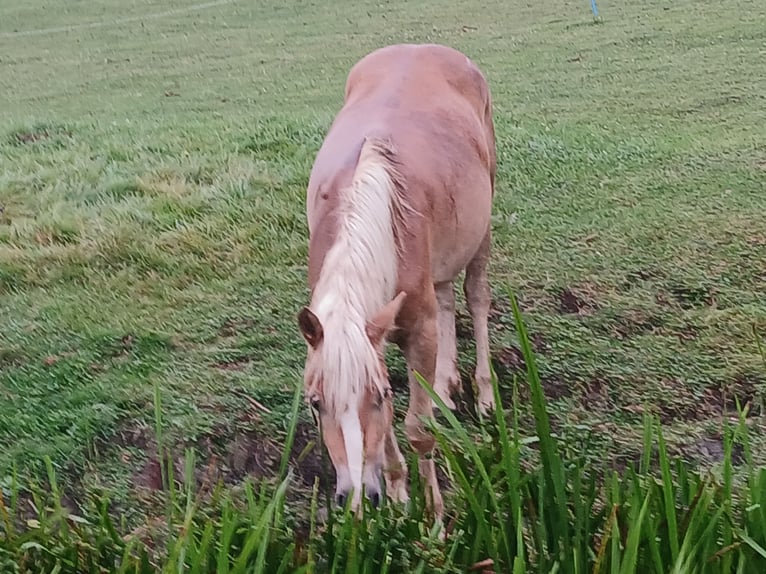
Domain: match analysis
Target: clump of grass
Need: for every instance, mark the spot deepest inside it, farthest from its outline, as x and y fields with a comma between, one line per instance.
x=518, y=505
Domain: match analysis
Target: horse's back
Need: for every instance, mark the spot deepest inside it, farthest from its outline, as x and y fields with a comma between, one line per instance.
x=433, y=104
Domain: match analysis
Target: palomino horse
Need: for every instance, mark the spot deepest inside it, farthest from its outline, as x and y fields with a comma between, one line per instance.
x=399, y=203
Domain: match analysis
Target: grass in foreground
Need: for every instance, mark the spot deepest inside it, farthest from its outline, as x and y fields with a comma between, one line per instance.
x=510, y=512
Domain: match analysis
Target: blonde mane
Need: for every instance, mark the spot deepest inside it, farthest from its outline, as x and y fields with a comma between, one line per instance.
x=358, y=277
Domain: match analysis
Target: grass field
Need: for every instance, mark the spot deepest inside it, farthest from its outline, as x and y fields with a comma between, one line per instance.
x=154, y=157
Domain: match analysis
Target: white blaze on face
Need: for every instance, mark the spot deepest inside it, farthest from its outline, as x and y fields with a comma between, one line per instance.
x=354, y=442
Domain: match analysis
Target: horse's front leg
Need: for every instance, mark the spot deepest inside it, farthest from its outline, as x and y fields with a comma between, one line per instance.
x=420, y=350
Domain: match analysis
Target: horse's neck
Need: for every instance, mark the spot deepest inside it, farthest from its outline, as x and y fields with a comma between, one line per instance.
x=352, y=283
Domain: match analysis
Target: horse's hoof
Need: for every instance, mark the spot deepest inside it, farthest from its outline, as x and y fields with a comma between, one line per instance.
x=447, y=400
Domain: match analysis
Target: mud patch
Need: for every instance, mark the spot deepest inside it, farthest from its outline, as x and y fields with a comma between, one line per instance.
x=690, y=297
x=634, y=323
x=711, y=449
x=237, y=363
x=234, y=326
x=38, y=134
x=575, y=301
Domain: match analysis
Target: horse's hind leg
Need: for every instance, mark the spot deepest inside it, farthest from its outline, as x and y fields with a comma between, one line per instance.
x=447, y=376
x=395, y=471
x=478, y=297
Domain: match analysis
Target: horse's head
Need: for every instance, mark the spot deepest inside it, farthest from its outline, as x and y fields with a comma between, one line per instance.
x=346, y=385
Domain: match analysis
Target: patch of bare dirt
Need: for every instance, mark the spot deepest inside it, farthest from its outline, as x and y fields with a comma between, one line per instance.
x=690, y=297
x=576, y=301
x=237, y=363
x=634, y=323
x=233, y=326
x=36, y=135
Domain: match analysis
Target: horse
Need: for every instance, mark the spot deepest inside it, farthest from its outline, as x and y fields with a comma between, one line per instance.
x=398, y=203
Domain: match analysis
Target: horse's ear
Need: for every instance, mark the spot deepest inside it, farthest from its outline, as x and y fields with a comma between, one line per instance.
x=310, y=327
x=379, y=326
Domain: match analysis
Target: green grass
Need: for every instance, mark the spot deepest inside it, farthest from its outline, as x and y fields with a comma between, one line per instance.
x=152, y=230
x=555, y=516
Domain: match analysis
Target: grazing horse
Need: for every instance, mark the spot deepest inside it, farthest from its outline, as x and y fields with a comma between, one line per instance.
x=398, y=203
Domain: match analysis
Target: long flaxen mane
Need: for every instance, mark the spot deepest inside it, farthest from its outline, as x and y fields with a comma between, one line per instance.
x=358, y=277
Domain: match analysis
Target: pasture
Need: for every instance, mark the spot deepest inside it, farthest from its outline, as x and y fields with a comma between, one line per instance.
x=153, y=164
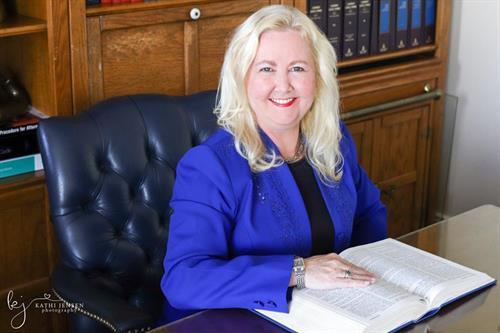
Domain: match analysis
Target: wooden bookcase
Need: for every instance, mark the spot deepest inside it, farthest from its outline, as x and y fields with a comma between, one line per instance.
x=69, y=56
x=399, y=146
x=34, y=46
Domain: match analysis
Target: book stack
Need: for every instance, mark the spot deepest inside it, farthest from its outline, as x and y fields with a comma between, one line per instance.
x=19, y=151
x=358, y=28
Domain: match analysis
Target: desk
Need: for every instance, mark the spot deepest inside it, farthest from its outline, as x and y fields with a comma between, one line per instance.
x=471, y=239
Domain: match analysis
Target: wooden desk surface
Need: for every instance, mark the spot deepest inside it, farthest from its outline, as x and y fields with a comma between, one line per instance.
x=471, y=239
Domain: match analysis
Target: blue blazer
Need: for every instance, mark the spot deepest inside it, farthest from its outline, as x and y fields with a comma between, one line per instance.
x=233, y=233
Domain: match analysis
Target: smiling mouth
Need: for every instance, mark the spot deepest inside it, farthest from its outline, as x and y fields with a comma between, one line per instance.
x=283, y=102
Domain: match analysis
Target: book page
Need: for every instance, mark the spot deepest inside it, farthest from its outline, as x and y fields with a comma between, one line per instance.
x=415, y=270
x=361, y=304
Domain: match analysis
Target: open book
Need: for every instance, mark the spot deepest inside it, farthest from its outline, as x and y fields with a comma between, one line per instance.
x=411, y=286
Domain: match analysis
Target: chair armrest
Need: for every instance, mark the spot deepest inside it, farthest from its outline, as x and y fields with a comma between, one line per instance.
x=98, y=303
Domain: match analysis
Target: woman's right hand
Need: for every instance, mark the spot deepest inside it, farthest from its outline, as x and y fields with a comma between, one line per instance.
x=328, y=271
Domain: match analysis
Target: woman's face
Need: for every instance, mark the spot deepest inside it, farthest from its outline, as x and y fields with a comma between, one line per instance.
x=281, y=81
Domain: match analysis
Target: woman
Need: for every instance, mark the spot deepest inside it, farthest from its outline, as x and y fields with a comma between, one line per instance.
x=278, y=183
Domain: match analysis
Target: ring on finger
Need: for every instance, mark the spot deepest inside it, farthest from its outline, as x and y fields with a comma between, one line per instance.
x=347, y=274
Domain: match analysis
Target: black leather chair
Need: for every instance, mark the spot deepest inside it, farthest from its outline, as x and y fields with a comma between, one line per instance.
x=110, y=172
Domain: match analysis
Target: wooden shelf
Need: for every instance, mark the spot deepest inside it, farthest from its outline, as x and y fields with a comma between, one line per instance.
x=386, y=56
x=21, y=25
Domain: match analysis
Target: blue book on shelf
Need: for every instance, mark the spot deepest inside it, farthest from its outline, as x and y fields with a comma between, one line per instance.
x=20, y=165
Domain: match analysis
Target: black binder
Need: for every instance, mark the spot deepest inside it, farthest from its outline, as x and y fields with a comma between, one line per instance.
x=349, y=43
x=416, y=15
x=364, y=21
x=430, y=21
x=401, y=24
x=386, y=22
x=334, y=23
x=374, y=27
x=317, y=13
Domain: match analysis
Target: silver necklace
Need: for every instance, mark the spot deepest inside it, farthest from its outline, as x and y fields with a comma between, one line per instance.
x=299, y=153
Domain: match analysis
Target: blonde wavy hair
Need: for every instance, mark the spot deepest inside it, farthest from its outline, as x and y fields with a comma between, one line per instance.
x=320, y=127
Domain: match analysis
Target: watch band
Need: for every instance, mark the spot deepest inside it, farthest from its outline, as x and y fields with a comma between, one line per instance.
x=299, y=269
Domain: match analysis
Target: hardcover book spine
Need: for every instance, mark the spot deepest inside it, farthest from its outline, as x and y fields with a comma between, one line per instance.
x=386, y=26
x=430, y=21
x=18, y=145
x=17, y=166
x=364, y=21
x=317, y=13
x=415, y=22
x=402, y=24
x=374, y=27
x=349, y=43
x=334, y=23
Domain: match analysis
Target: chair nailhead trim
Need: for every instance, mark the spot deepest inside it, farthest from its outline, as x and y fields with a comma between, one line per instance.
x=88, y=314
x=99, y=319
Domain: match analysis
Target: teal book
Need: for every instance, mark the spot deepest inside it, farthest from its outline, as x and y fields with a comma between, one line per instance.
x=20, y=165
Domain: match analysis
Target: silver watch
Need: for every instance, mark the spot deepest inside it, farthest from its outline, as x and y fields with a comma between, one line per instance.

----------------

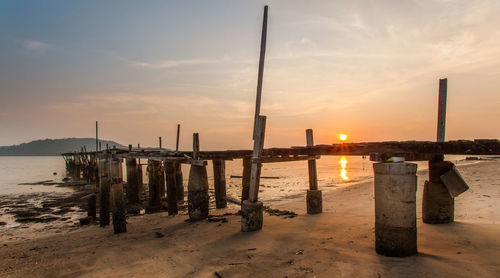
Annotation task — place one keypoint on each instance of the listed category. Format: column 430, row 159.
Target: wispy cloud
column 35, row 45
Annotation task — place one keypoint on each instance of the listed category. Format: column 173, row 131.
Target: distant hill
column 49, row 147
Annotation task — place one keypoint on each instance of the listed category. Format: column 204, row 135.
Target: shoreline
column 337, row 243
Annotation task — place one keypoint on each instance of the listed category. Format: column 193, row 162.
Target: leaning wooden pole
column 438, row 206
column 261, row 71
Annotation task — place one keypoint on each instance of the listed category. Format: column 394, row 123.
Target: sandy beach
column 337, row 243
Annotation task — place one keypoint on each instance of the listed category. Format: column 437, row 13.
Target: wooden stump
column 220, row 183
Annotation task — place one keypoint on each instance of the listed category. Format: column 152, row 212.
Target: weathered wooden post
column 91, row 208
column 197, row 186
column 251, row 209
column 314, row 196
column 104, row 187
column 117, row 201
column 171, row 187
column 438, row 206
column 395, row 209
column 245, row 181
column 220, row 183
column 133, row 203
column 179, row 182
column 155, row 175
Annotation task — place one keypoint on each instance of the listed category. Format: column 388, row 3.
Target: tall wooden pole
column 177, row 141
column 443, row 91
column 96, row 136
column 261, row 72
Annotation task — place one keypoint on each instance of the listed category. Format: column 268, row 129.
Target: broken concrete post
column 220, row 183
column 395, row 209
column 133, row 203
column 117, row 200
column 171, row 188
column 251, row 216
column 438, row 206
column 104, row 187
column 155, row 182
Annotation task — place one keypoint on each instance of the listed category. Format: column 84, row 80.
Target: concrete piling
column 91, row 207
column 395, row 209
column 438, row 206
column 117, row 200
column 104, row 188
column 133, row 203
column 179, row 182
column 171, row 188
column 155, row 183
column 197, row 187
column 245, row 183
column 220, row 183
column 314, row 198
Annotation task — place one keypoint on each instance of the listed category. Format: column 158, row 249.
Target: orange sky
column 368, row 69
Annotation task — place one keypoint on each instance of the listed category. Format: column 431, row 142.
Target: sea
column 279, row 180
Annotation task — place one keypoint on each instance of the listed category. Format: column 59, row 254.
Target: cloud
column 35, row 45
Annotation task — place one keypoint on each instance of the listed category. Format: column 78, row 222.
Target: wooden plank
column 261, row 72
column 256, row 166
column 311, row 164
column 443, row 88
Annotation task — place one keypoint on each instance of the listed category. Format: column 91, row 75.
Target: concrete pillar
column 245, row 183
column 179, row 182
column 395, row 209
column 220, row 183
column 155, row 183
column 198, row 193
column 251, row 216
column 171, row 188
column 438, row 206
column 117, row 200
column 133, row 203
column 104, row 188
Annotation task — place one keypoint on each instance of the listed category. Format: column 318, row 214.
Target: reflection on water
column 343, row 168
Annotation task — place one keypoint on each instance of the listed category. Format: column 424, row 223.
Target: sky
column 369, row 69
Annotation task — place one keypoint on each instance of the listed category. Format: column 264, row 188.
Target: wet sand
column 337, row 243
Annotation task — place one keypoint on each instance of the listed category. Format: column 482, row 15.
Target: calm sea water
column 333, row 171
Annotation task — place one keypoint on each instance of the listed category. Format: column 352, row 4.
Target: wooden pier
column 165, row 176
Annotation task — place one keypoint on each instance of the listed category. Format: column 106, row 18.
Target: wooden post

----------------

Stated exercise: Reproduce the records verbatim, from the line containing "352, row 4." to the line containing "Target: wooden post", including both of those lines.

Completed task:
Annotation task — place one keypoint on each instance of the listed category. Format: column 352, row 4.
Target: wooden pier
column 165, row 176
Annotation task — place one keypoint on each instance of the listed category. Format: column 106, row 18.
Target: wooden post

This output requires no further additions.